| EXERCICE A |
Recopiez les lignes des entrées, consignes comprises, en commençant par celle qui contient « Target: dining table » et en terminant à la fin des entrées, ces deux limites incluses. Multipliez par 2,45 chaque coordonnée figurant dans les réponses, puis arrondissez à l'entier le plus proche, les demis étant arrondis vers le haut.

| TEXTE FOURNI |
Voilà donc la deuxième fois que je m'associe à vos travaux puisque l'année dernière, presque jour pour jour, vous m'avez demandé, Monsieur le Président, de clôturer vos travaux qui étaient axés sur "L'eau et l'aménagement du territoire".
Cette année, votre réflexion s'articule autour du thème "Les élus locaux, acteurs de la politique de l'eau".
Vous avez souhaité, à travers 5 grands axes de réflexion, dresser un état des lieux de l'eau en France, situer les enjeux et débattre des solutions les mieux appropriées aux problèmes que se posent actuellement de nombreux élus
Le prix de l'eau.
Le financement des collectivités locales.
Les normes de qualité.
Les schémas d'aménagement et de gestion des eaux.
Les phénomènes naturels exceptionnels.
Sur un certain nombre de ces sujets, l'actualité nous montre, s'il en était besoin, que ce programme correspond précisément aux interrogations légitimes d'un certain nombre d'élus, mais soyez-en aussi certains, aux préoccupations quotidiennes du ministre de l'Environnement que je suis.
Reconnaissons qu'une large part de cette actualité n'offre pas, en ce moment, une image très positive du secteur de l'eau. Je dirais, sans détour, me faisant l'écho des questions qui me sont posées, que nous avons tous ensemble à redresser une situation qui me paraît préoccupante.
Mise en uvre des Politiques d'intérêt général
Je voudrais orienter mon propos aujourd'hui sur un sujet qui me tient particulièrement à cur : celui de la mise en uvre des grandes politiques d'intérêt général dont j'ai la charge, celles de la qualité de l'eau, et de l'assainissement, mais aussi du traitement des déchets.
Ces politiques participent à l'amélioration des conditions de vie dans notre pays. Elles s'expriment notamment par l'accroissement des performances en matière de Protection de la santé publique, d'objectifs de qualité des eaux, de restauration ou de protection des milieux aquatiques et de l'environnement en général et s'inscrivent dans un contexte réglementaire de niveau communautaire.

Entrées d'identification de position

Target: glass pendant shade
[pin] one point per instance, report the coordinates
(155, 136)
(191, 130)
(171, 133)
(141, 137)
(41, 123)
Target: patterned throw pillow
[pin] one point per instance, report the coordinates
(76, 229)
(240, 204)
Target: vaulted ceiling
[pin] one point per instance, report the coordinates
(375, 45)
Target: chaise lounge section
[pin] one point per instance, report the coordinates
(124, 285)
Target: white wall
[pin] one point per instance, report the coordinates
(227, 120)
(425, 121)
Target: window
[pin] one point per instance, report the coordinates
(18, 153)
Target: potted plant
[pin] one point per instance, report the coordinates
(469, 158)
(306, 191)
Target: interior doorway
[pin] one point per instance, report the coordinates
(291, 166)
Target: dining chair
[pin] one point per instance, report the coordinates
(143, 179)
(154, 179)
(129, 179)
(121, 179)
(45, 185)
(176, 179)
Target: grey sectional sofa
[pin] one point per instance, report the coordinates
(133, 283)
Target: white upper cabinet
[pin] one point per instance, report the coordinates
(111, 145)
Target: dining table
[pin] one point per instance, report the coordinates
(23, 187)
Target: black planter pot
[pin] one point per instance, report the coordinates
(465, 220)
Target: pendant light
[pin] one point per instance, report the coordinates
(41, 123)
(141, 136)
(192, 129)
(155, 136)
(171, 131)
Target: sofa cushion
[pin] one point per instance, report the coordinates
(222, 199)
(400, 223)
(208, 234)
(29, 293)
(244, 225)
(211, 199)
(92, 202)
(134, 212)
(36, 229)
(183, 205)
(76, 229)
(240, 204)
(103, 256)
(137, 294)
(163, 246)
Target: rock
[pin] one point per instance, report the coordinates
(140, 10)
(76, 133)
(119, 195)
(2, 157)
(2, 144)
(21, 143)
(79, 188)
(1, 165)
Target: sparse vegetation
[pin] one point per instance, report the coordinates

| EXERCICE B |
Donnez la suite du discours sur les élus locaux et la politique de l'eau, à partir de sa dernière phrase.

| RÉSULTAT ATTENDU A |
Target: dining table
[pin] one point per instance, report the coordinates
(56, 458)
Target: black planter pot
[pin] one point per instance, report the coordinates
(1139, 539)
Target: pendant light
[pin] one point per instance, report the coordinates
(100, 301)
(345, 333)
(470, 316)
(380, 333)
(419, 321)
Target: sofa cushion
[pin] one point per instance, report the coordinates
(544, 488)
(980, 546)
(510, 573)
(71, 718)
(598, 551)
(517, 488)
(225, 495)
(328, 519)
(88, 561)
(448, 502)
(186, 561)
(588, 500)
(252, 627)
(336, 720)
(399, 603)
Target: rock
[pin] one point per instance, report the coordinates
(343, 25)
(186, 326)
(292, 478)
(5, 385)
(5, 353)
(51, 350)
(194, 461)
(2, 404)
Target: sparse vegetation
[pin] one point per instance, report the coordinates

| RÉSULTAT ATTENDU B |
Comme j'ai déjà eu l'occasion de le déclarer à plusieurs reprises, je ne laisserai pas ces grandes politiques de l'environnement compromises par un manque de rigueur, par la polémique, ou par un manque de transparence. Ce serait injuste pour l'environnement, pour les communes, et aussi injuste pour la majorité des entreprises qui ont bien leur travail.
Il faut impérativement revenir sur ces travers qui risquent de déconsidérer le "modèle français de l'eau", constitué d'une association originale entre le secteur public, le secteur privé et les usagers. Sans action significative de notre part, il risque d'être rejeté par l'opinion.
Personnellement, je tiens à sauvegarder ce modèle. Il a su, au fil des ans, concilier les exigences de service public, d'efficacité économique et de prestations de qualité, en obtenant l'adhésion collective de l'Etat, des collectivités locales et du secteur privé. C'est ce modèle que viennent examiner, et souvent copier, les spécialistes du monde entier.
Mais ce modèle n'est cependant pas parfait et ne doit pas rester figé. Il doit, chacun en convient, nécessairement aujourd'hui, s'adapter.
Des progrès sont possibles pour plus de rigueur et de transparence, dans l'intérêt bien compris de tous, et c'est dans ce sens que je travaille avec détermination.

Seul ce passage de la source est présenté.